Point annotation records
━━━━━━━━━━━━━━━━
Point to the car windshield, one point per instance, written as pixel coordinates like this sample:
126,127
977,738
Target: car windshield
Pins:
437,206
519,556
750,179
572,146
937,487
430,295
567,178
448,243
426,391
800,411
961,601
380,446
━━━━━━━━━━━━━━━━
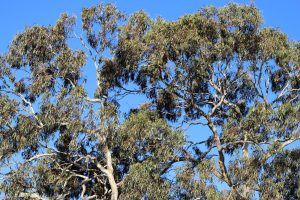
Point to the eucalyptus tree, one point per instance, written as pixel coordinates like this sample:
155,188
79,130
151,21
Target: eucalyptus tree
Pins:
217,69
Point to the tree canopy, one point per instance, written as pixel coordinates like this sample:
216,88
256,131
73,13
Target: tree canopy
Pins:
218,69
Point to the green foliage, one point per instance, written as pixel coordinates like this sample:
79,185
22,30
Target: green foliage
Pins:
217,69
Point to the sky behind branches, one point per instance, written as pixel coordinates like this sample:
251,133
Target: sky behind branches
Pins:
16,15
━━━━━━━━━━━━━━━━
### Objective
Please give the number of lines in the records above that contain the word "behind". Reply with the number alone.

### Exercise solution
2